The AIM-traded firm said that growth was primarily driven by the clinical business, which saw an 11% increase in revenue to £18.5m.
Adjusted EBITDA rose to £7.1m, reflecting higher sales and a stable cost base, resulting in an EBITDA margin of 33.8%.
The company's adjusted basic earnings per share climbed to 1.73p, from 1.57p in the prior year.
It generated £6m in cash from operations, maintaining a strong balance sheet with no debt and a cash position of £21.5m as of 30 June, despite a £4.2m dividend payout.
That cash position included £0.9m allocated to discontinued operations.
Since the period ended, Niox received a $4.5m payment from Beyond Air and announced a tender offer to repurchase approximately 26.25 million shares at 80p apiece, which could return up to £21m to shareholders.
If fully subscribed, the pro forma cash balance would be £6m as of 24 September.
Operationally, Niox said it continued to expand its distributor network in the US and EMEA geographies, targeting areas with untapped potential to drive scalable revenue growth.
The company was also progressing with the development of the 'Niox Pro', its next-generation clinical device for asthma diagnosis and management.
"I am pleased to report that the group continues to perform well with good growth in revenues and profits in the first half of the year," said executive chairman Ian Johnson.
"Cash generation remained strong which has enabled the board to recommend a further return of capital to shareholders by way of a tender offer, details of which are announced today.
"The board remains confident in achieving consensus expectations for the full year."
At 1147 BST, shares in Niox Group were up 6.58% at 70.34p.

(Recorded data)
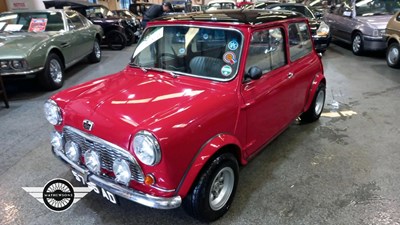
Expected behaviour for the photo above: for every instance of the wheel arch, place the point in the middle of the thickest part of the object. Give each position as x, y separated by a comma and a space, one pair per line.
219, 144
318, 79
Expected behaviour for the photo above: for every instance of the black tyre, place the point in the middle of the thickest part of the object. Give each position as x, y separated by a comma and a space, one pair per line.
52, 76
393, 55
357, 44
95, 55
316, 107
116, 40
214, 190
130, 37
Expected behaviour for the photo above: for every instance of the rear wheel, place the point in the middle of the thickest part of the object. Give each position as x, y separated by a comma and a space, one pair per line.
393, 55
212, 195
52, 76
357, 44
116, 40
316, 107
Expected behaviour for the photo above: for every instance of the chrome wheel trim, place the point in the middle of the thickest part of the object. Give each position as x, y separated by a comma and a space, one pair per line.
393, 56
221, 188
55, 71
357, 43
319, 102
97, 50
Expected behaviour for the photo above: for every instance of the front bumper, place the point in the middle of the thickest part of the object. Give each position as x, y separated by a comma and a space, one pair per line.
130, 194
374, 43
321, 43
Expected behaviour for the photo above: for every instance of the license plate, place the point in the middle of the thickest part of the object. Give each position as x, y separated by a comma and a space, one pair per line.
82, 178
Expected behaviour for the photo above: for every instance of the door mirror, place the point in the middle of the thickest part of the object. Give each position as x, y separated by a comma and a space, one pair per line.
347, 13
254, 73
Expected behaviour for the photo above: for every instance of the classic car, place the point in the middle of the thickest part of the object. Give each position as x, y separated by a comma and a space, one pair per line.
393, 41
361, 24
319, 29
118, 32
43, 43
173, 127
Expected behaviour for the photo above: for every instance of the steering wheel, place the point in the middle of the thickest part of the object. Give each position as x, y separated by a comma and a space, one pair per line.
168, 57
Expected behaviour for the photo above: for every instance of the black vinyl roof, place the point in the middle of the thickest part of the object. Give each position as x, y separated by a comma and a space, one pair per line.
246, 16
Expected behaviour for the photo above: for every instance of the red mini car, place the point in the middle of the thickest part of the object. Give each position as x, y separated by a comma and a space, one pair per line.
202, 95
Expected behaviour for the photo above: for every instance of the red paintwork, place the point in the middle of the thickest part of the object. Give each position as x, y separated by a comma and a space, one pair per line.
192, 118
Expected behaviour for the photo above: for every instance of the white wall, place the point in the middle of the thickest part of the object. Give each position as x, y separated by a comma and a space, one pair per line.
24, 4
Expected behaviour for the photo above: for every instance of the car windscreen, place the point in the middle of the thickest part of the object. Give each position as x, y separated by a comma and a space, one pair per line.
211, 53
31, 22
377, 7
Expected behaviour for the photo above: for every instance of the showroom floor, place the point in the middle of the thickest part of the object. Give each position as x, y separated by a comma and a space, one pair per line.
343, 169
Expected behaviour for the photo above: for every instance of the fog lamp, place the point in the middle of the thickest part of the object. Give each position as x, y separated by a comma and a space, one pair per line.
122, 171
57, 142
92, 161
72, 151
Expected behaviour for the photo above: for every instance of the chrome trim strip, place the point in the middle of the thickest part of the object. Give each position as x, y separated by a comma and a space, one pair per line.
22, 72
104, 142
132, 195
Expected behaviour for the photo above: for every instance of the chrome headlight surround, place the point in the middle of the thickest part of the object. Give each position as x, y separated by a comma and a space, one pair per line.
146, 148
323, 29
52, 112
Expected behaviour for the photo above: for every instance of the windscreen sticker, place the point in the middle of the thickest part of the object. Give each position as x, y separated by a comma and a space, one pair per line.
13, 27
233, 45
226, 70
229, 57
37, 25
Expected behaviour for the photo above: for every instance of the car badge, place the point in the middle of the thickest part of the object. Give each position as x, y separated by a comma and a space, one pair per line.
88, 125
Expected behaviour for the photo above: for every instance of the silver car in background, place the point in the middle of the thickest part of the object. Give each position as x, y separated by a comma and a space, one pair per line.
361, 23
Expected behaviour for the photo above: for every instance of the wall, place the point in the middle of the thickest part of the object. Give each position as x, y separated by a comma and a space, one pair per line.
24, 4
3, 6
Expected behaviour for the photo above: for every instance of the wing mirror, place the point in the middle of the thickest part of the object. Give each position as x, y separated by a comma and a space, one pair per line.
254, 73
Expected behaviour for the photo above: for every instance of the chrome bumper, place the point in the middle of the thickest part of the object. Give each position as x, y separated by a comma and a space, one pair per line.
26, 72
132, 195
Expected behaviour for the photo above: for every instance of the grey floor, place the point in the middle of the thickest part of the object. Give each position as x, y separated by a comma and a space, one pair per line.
343, 169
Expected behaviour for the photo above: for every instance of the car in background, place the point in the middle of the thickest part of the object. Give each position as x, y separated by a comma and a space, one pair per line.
133, 21
319, 29
362, 24
43, 43
118, 32
393, 41
203, 94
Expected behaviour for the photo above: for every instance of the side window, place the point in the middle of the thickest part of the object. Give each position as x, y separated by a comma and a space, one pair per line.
73, 19
267, 50
299, 41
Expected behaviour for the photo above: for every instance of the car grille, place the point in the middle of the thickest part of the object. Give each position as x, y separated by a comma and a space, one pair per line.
106, 152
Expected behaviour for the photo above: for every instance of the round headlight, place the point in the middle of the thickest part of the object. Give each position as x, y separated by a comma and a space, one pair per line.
16, 64
52, 112
57, 142
146, 148
122, 171
92, 161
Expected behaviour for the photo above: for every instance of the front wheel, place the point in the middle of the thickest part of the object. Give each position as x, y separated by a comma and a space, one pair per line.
357, 45
52, 76
314, 112
116, 40
212, 195
393, 55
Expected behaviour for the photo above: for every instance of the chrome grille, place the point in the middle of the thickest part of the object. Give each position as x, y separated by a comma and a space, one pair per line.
107, 152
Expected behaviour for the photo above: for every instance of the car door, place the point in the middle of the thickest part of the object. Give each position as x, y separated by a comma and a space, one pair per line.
79, 41
266, 101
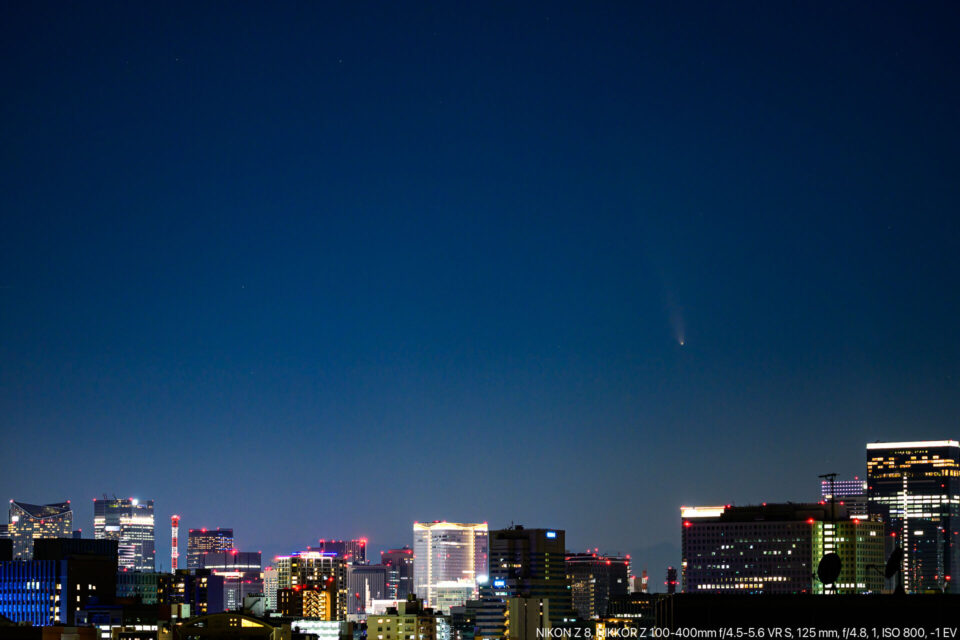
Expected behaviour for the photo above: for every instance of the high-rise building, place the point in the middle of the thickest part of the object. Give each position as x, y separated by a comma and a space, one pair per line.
233, 561
313, 569
671, 581
201, 541
174, 542
63, 576
527, 618
850, 493
270, 587
29, 522
365, 583
915, 488
446, 555
353, 551
314, 603
399, 564
529, 564
130, 522
594, 578
776, 549
409, 619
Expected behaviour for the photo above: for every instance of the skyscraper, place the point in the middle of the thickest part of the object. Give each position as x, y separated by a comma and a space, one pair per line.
365, 583
525, 563
353, 551
29, 522
915, 488
399, 564
775, 549
594, 579
201, 541
313, 569
850, 493
448, 555
129, 522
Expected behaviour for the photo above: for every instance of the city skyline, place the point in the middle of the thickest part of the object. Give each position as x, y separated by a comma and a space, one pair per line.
361, 266
654, 563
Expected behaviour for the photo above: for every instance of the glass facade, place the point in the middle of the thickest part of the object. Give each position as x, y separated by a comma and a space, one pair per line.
448, 552
774, 549
129, 522
202, 541
915, 488
29, 522
313, 569
399, 564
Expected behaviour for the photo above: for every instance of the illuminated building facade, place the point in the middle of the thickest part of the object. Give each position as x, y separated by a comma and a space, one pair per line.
313, 569
448, 552
527, 618
202, 541
860, 545
29, 522
399, 564
915, 488
365, 583
409, 619
770, 548
233, 561
594, 578
529, 564
174, 542
65, 575
129, 522
850, 493
312, 603
270, 587
353, 551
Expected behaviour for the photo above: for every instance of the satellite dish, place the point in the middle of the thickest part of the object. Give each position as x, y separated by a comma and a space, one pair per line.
829, 568
894, 563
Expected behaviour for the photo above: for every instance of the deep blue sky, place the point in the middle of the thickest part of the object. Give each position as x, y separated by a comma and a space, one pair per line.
321, 270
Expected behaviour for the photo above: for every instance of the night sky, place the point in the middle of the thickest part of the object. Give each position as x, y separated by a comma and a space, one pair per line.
323, 269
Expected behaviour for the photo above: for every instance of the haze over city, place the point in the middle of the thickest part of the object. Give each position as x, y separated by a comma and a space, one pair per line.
318, 271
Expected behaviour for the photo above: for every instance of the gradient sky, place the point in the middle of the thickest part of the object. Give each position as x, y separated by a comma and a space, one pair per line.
323, 269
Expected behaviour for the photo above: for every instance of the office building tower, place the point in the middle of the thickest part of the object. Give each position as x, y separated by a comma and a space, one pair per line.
409, 619
139, 586
448, 555
270, 587
233, 561
859, 543
174, 542
313, 603
313, 569
671, 581
775, 549
399, 564
202, 541
29, 522
915, 488
527, 618
62, 578
353, 551
594, 578
130, 522
365, 583
525, 563
852, 494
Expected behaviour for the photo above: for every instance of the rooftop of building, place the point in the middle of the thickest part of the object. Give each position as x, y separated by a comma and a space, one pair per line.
43, 510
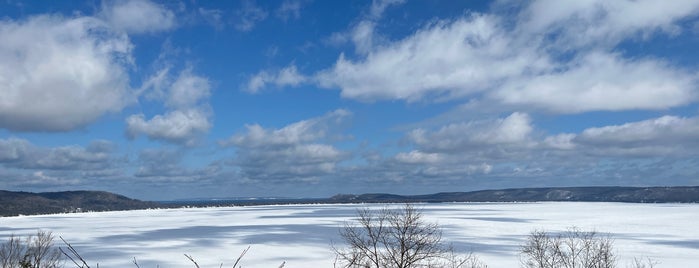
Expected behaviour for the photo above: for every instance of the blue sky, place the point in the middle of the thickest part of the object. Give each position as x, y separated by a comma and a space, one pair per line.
302, 98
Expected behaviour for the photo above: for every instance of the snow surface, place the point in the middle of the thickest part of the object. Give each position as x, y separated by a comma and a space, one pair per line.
302, 235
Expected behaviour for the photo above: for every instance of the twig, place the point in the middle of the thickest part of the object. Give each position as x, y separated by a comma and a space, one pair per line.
240, 257
191, 259
75, 254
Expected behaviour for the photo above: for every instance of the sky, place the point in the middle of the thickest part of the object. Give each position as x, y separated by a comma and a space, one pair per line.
162, 100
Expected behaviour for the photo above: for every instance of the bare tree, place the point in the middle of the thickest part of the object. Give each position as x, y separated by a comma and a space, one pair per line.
396, 239
34, 252
571, 249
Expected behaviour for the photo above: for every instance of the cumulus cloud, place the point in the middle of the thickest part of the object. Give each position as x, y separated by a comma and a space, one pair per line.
291, 153
599, 81
595, 22
289, 9
178, 126
138, 16
445, 59
188, 115
362, 34
20, 153
248, 16
512, 131
667, 135
562, 62
288, 76
60, 74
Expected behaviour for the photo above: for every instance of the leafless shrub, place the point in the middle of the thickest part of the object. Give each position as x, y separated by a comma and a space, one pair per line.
571, 249
396, 239
36, 251
643, 263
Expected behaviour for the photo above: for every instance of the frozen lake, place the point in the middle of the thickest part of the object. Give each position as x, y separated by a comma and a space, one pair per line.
301, 235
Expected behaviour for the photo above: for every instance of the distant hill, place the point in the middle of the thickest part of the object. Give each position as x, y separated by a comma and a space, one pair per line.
688, 194
25, 203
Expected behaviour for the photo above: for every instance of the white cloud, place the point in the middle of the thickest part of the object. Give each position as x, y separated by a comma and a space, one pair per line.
677, 134
291, 153
21, 154
363, 34
289, 76
561, 61
444, 59
188, 90
595, 22
512, 131
178, 126
213, 17
188, 114
248, 16
417, 157
601, 81
379, 6
289, 9
60, 74
138, 16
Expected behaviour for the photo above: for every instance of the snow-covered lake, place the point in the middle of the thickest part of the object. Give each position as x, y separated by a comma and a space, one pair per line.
302, 235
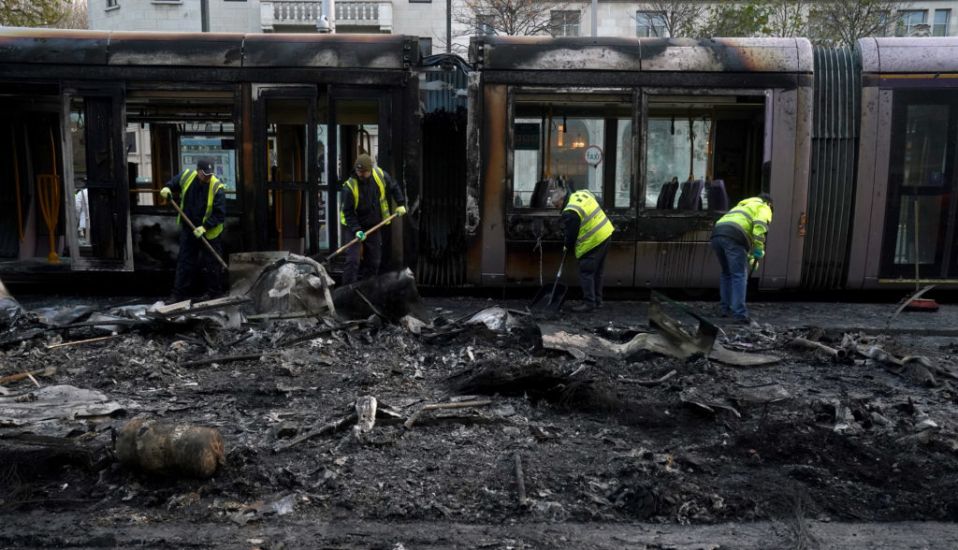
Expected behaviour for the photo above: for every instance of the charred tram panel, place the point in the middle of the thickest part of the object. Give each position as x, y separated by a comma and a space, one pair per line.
96, 122
668, 134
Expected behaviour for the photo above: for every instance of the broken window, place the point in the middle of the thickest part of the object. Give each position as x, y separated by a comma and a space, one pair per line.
167, 132
920, 225
650, 24
702, 153
564, 22
576, 142
485, 24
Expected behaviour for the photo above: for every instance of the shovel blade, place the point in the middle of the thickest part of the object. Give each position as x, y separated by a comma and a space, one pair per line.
549, 298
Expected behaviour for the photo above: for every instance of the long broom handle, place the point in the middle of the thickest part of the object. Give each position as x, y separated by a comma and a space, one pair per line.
193, 227
372, 230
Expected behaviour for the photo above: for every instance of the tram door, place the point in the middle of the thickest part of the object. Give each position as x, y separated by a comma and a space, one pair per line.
287, 174
360, 124
920, 227
95, 197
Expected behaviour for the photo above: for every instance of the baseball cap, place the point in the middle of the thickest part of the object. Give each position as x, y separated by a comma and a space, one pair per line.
205, 166
364, 163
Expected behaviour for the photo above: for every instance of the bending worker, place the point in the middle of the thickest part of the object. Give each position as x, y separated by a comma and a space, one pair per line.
203, 201
588, 230
739, 241
365, 203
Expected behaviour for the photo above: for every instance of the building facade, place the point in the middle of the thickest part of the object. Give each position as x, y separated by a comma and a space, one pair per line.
427, 18
175, 15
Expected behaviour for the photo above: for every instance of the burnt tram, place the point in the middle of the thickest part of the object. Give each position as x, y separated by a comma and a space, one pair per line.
856, 146
94, 123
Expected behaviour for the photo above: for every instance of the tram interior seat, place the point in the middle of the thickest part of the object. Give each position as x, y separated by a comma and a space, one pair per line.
691, 195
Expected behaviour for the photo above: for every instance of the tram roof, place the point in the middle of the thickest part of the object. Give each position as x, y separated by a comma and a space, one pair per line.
909, 55
214, 50
763, 55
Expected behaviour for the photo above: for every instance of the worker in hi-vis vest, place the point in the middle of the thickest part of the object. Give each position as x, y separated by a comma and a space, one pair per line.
739, 242
588, 232
365, 202
203, 201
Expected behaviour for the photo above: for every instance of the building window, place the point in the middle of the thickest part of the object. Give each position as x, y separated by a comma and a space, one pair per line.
650, 24
565, 23
425, 46
485, 24
911, 22
942, 20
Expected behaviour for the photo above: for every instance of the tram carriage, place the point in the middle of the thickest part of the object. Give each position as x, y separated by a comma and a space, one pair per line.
856, 146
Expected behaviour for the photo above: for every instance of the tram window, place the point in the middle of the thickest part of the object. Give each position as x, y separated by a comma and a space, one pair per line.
677, 156
702, 152
525, 166
563, 159
624, 171
581, 141
157, 151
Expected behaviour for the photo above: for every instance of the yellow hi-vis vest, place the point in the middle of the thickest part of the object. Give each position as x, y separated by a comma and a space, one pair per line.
594, 226
751, 217
215, 186
353, 186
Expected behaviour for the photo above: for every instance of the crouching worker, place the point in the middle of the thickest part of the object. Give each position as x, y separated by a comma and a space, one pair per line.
203, 201
365, 204
739, 242
588, 232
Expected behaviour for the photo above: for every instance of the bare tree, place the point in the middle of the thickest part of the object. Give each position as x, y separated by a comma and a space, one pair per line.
75, 17
788, 18
32, 13
678, 17
843, 23
508, 17
745, 18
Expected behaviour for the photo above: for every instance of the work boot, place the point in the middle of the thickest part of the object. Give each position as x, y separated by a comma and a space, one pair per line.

EXERCISE OBJECTIVE:
Copy out the report on Niox Group's half-year results word for word, from its first sentence to its last. None of these lines is needed for the task.

SOLUTION:
The AIM-traded firm said that growth was primarily driven by the clinical business, which saw an 11% increase in revenue to £18.5m.
Adjusted EBITDA rose to £7.1m, reflecting higher sales and a stable cost base, resulting in an EBITDA margin of 33.8%.
The company's adjusted basic earnings per share climbed to 1.73p, from 1.57p in the prior year.
It generated £6m in cash from operations, maintaining a strong balance sheet with no debt and a cash position of £21.5m as of 30 June, despite a £4.2m dividend payout.
That cash position included £0.9m allocated to discontinued operations.
Since the period ended, Niox received a $4.5m payment from Beyond Air and announced a tender offer to repurchase approximately 26.25 million shares at 80p apiece, which could return up to £21m to shareholders.
If fully subscribed, the pro forma cash balance would be £6m as of 24 September.
Operationally, Niox said it continued to expand its distributor network in the US and EMEA geographies, targeting areas with untapped potential to drive scalable revenue growth.
The company was also progressing with the development of the 'Niox Pro', its next-generation clinical device for asthma diagnosis and management.
"I am pleased to report that the group continues to perform well with good growth in revenues and profits in the first half of the year," said executive chairman Ian Johnson.
"Cash generation remained strong which has enabled the board to recommend a further return of capital to shareholders by way of a tender offer, details of which are announced today.
"The board remains confident in achieving consensus expectations for the full year."
At 1147 BST, shares in Niox Group were up 6.58% at 70.34p.